◆ SUPPLIED TEXT:
▽
Source — The Nation (17/12/2019)Read country-profile
Nigeria: prison tragedy
Such a disaster had never happened before, the Controller-General of Corrections, Ja’afaru Ahmed, was quoted as saying when he visited the Ikoyi Medium Security Custodial Centre, Lagos, after five inmates awaiting trial were accidentally electrocuted in their cell on December 2.
But the tragedy shouldn’t have happened. Worse still, it may happen again. About 140 inmates were said to be in the cell made for 35 inmates when the deaths occurred, highlighting the age-long problem of overcrowded prison cells.
A power surge was reportedly responsible for the incident. But there were personnel responsible for the safety of inmates, which explains why the Civil Defence, Correctional, and Immigration Services Board (CDCFIB) approved the suspension of seven senior officers of Nigerian Correctional Service (NCS) and a junior worker, pending the outcome of a probe by the board’s discipline and general purpose committee.
A report quoted a source as saying: “Actually, what happened was that… there was a power surge. The surge cut off an electric wire.”
You know, Nigerian prisons use metal bunk beds. So, the inmates, who were close to the bunk beds, were the major casualties. The five deceased inmates were the closest to the bunk beds and that was why they did not survive it.
“If not for the medical workers in the prison, many more inmates would have died. The prison authorities called the power company and power was disconnected. The officers also offered first aid, which reduced the number of casualties.”
Seven other inmates involved in the incident are receiving treatment in hospital, according to a statement by the Nigerian Correctional Service (NCS) spokesman, who noted that the centre, built in 1955 for 800 inmates, had a population of 3,113, with 2,680 persons awaiting trial.
It isn’t enough that the NCS admitted that overcrowding at the centre contributed to the tragedy. It is no news that the country’s prisons, recently renamed correctional centres, are congested.
For instance, a 2017 study by a not-for-profit organisation, Citizens United for the Rehabilitation of Errants (CURE-NIGERIA), showed that 50, 427 or 67 per cent of the 74,508 prisoners in Nigeria, were awaiting trial.
This figure made Nigeria “the fifth country with the highest awaiting trial population in Africa, trailing Libya, DRC, Central African Republic and Benin Republic,” according to the organisation.
Studies have shown that excessive use of pre-trial detention and low investment in welfare spending are major causes of the prison overpopulation problem.
Also, it has been observed that when defendants are admitted to bail by a court, but are unable to satisfy the bail conditions, they are remanded in prison custody, thus swelling the population of those awaiting trial.
Challenges facing prosecution agencies and the judiciary are also to blame for prison congestion, and a situation where some of the inmates end up spending more time in prison custody than they would have spent if convicted.
Predictably, overcrowding has overstretched the prison facilities and personnel, creating a situation where inmates are exposed to the kind of tragedy that happened at the Ikoyi Medium Security Custodial Centre.
A legal action instituted by the Prisoners’ Rights Advocacy Initiative against the Nigerian Correctional Service reflects public reaction to the electrocution of the inmates. The group wants the court to order NCS to decongest the correctional centre and also review the cases of inmates awaiting trial.
There is no doubt that inmates, whether awaiting trial or not, deserve to be protected from such a disaster. There should be a thorough investigation to prevent a recurrence.
The Ikoyi prison tragedy further shows that the prison system is overdue for correction. The prison system needs reforms to ensure not only that there are adequate prisons and adequate prison personnel, but also that the safety of inmates is given due attention.
△
◆ TASKS TO PERFORM:
**1.** In the prison tragedy article, what population did the Ikoyi centre have, though it was built for 800 inmates?
**2.** Please quote the prison tragedy article, starting with "It isn’t enough" and going on through "prison overpopulation problem.".
Answer from the prison tragedy article only.

Descriptions of regions in natural language
▽
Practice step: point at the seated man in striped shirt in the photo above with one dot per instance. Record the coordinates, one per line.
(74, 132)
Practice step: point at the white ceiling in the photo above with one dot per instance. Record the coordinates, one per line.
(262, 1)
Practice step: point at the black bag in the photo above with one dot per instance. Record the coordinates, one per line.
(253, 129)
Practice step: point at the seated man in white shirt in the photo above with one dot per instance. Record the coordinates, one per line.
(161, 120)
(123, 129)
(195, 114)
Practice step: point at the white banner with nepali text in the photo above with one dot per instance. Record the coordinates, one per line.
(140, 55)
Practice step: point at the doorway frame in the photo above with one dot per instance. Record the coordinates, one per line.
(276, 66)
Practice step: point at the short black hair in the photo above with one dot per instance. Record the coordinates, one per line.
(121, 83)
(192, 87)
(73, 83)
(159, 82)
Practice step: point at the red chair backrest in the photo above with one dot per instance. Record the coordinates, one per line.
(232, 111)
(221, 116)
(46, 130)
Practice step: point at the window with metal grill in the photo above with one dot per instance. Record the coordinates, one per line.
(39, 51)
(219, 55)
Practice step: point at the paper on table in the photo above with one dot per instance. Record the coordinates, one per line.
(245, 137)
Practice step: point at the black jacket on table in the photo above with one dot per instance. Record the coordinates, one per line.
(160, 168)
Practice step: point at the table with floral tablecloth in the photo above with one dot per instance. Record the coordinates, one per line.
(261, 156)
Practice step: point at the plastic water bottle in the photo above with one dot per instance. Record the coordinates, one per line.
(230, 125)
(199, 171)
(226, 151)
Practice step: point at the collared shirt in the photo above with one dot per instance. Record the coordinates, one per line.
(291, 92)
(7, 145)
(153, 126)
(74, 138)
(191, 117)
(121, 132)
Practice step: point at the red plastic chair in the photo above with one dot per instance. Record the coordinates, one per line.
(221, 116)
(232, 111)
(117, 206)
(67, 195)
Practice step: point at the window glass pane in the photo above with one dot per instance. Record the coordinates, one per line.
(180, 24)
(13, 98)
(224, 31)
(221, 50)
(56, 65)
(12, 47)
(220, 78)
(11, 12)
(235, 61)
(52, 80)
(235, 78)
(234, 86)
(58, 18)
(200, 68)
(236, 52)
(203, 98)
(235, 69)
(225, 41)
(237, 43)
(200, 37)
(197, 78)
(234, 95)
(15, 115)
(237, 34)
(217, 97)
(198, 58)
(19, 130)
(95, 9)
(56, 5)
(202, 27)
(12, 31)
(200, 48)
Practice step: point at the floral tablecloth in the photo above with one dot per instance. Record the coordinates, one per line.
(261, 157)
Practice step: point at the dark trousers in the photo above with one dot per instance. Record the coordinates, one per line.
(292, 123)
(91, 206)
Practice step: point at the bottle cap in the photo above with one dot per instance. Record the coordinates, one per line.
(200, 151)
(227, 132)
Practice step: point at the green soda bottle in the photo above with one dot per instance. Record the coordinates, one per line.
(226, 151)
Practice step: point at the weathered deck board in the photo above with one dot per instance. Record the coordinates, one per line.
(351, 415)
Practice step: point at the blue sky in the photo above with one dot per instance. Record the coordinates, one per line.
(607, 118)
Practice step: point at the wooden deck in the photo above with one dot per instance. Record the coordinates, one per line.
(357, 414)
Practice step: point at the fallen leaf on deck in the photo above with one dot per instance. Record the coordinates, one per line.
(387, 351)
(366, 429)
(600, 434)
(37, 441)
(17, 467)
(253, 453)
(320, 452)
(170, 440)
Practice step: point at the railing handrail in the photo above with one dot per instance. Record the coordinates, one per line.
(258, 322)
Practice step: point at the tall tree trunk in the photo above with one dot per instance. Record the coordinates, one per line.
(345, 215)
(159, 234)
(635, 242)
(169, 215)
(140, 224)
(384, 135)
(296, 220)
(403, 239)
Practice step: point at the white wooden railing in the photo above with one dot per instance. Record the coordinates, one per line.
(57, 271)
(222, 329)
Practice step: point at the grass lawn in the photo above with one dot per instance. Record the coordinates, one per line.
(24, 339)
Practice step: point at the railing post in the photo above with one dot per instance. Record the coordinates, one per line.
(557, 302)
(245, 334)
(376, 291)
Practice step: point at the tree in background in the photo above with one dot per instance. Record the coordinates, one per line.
△
◆ ANSWERS:
**1.** 3,113

**2.**
It isn’t enough that the NCS admitted that overcrowding at the centre contributed to the tragedy. It is no news that the country’s prisons, recently renamed correctional centres, are congested.
For instance, a 2017 study by a not-for-profit organisation, Citizens United for the Rehabilitation of Errants (CURE-NIGERIA), showed that 50, 427 or 67 per cent of the 74,508 prisoners in Nigeria, were awaiting trial.
This figure made Nigeria “the fifth country with the highest awaiting trial population in Africa, trailing Libya, DRC, Central African Republic and Benin Republic,” according to the organisation.
Studies have shown that excessive use of pre-trial detention and low investment in welfare spending are major causes of the prison overpopulation problem.